## Description of the task
Look through the entries below and extract exactly the lines from the one containing "Put a marker on every instance of the shrub" through the one containing "Put a marker on every instance of the grass", ends included.

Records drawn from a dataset
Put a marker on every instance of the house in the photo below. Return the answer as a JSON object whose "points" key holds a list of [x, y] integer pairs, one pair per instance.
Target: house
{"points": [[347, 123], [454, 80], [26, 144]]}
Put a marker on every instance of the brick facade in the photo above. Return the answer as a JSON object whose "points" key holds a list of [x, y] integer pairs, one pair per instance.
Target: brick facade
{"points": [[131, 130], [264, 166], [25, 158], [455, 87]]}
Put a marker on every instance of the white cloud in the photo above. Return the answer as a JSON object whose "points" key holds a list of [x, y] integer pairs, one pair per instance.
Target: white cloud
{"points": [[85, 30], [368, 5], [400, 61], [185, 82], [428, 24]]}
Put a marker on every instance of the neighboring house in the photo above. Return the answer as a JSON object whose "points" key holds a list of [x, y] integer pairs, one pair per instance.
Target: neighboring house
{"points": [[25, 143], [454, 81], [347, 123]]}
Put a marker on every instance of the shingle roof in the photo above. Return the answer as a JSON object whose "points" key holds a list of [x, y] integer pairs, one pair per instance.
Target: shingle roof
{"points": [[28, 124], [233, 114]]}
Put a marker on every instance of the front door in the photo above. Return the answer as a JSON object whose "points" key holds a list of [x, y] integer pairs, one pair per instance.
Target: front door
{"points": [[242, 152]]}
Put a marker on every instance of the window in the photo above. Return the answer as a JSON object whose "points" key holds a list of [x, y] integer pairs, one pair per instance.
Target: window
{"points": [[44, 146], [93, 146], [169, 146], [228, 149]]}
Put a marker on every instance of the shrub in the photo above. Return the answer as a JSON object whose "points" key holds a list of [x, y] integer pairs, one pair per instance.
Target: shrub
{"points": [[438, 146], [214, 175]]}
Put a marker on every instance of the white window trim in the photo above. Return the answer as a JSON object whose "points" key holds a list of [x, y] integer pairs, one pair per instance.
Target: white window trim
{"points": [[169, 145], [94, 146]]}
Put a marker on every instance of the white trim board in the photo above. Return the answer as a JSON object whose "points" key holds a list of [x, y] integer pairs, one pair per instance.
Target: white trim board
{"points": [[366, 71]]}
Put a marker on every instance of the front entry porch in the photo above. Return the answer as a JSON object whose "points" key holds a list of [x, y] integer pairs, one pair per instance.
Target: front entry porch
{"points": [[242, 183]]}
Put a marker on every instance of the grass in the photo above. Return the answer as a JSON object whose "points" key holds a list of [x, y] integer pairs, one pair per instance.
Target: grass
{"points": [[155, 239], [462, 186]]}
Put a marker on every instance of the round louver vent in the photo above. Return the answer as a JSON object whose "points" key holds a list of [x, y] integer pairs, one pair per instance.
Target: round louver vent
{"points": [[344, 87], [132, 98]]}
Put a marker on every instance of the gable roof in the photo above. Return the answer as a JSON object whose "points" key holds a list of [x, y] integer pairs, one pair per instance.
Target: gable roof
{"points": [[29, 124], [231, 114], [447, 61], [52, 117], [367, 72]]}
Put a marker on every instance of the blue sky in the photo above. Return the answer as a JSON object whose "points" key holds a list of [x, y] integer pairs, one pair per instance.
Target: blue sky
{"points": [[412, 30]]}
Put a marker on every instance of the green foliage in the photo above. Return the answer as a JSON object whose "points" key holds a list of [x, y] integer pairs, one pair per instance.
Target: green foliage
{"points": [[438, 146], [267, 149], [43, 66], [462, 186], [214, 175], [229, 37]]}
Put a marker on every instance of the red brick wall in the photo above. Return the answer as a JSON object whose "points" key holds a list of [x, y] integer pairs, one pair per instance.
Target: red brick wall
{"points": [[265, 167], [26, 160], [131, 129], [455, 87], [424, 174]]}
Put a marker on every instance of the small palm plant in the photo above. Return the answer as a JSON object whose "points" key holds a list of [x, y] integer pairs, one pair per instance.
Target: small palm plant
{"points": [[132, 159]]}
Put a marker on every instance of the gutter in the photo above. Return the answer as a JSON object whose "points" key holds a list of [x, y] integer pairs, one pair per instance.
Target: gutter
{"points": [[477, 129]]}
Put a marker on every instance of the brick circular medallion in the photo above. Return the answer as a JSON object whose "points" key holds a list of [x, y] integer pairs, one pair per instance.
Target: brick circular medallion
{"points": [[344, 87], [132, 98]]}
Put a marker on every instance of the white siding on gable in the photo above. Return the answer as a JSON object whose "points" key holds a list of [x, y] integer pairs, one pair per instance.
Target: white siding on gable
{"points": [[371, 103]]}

## Answer
Put a marker on every instance of the shrub in the photo above. Return the answer as a JSON object whose "points" key holds a list of [x, y] integer pairs, one pair per instance.
Target: shrub
{"points": [[438, 146], [214, 175]]}
Put a marker on every instance of the white window trim in the photo above. Return the answer as a JSON object whose "points" key holds a list of [x, y] integer pairs, one pair per instance.
Target: white window trim
{"points": [[169, 145], [94, 146]]}
Put a marker on every instance of the white trim board in the photo above. Return the answer as a JSON object whose "points" key holds a list of [x, y] integer pairs, one pair per instance.
Target: white trim board
{"points": [[366, 71]]}
Put a marker on every instance of the front entry porch in the photo above. Return the answer as a JSON object whose "points" key holds a list of [x, y] integer pairs, one pair per instance.
Target: front entry porch
{"points": [[242, 183]]}
Put a marker on every instance of the grass in the photo above. Return the answer as a JSON object whose "points" key holds a list of [x, y] integer pairs, one pair per instance.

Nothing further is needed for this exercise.